Start of Data supplied
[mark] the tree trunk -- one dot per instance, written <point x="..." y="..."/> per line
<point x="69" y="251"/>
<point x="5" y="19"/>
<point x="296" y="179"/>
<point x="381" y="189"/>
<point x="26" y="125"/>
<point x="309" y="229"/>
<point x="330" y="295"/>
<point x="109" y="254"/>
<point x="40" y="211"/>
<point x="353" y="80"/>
End of Data supplied
Give back the data above exactly, so that every line matches.

:: Solution to this exercise ::
[mark] the tree trunk -- one dot per instance, written <point x="..." y="..."/> per line
<point x="69" y="251"/>
<point x="5" y="19"/>
<point x="296" y="179"/>
<point x="381" y="189"/>
<point x="26" y="125"/>
<point x="309" y="229"/>
<point x="330" y="295"/>
<point x="109" y="254"/>
<point x="40" y="211"/>
<point x="353" y="80"/>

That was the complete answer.